When you give the entries again, keep every word as it stands and drop the pictures.

> _TASK INPUT_:
↓

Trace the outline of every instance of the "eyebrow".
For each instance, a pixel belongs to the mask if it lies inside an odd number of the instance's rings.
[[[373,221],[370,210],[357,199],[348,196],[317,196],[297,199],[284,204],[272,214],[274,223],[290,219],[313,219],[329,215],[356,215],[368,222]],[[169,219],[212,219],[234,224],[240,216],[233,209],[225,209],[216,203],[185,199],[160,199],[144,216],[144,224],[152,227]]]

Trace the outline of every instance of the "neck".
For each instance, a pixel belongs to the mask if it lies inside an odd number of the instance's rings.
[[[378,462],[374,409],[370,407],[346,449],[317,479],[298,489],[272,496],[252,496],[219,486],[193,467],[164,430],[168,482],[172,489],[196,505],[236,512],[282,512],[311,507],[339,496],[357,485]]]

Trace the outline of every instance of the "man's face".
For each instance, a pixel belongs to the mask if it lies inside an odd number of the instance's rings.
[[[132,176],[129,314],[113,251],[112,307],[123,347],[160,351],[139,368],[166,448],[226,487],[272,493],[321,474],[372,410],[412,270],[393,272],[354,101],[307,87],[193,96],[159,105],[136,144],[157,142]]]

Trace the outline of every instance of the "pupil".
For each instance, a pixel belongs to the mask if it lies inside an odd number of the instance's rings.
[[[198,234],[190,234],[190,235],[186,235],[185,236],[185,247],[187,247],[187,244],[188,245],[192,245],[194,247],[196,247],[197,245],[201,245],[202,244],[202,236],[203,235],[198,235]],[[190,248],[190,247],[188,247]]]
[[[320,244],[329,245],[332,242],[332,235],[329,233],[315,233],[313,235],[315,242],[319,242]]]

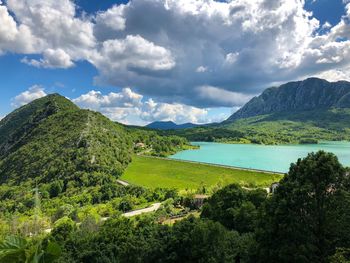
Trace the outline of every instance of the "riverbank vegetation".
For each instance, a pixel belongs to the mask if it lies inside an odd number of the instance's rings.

↑

> _RESPONSE TO THIS EXERCISE_:
Trace the outline of every instance of the "eyebrow".
For each instance, a pixel belongs to the mask if it lies inside an odd number of the instance's rings.
[[[373,221],[370,210],[357,199],[348,196],[317,196],[297,199],[284,204],[272,214],[274,223],[290,219],[313,219],[329,215],[356,215],[368,222]],[[169,219],[212,219],[234,224],[240,216],[233,209],[225,209],[216,203],[185,199],[160,199],[144,216],[144,224],[152,227]]]

Trace the outline of every instance of the "neck".
For each instance, a pixel belongs to the mask if it lies inside an odd number of the instance's rings.
[[[378,462],[374,409],[370,407],[346,449],[317,479],[298,489],[272,496],[252,496],[219,486],[193,467],[164,430],[168,482],[172,489],[196,505],[236,512],[282,512],[311,507],[339,496],[357,485]]]

Trace the outline of every instance of the "man's face".
For each instance, a pixel belongs to the mask if it lies inside an odd number of the instance's rings.
[[[132,176],[129,314],[113,251],[112,307],[123,347],[160,351],[139,368],[166,448],[226,487],[272,493],[321,474],[372,410],[412,270],[393,272],[354,101],[307,87],[193,96],[159,105],[136,144],[157,142]]]

Trace the outline of every instance of the "pupil".
For each instance, a pixel belongs to the mask if it lies inside an odd number of the instance's rings.
[[[198,234],[190,234],[190,235],[186,235],[185,236],[185,247],[187,247],[187,244],[188,245],[192,245],[194,247],[196,247],[197,245],[201,245],[202,244],[202,236],[203,235],[198,235]],[[190,248],[190,247],[188,247]]]
[[[320,244],[329,245],[332,242],[332,235],[329,233],[315,233],[313,235],[315,242],[319,242]]]

Trace the outline of every instance of the "riverbank vegetation".
For each instance, a pixel belongs to the mask if it lies inside an odd number of the instance's rings.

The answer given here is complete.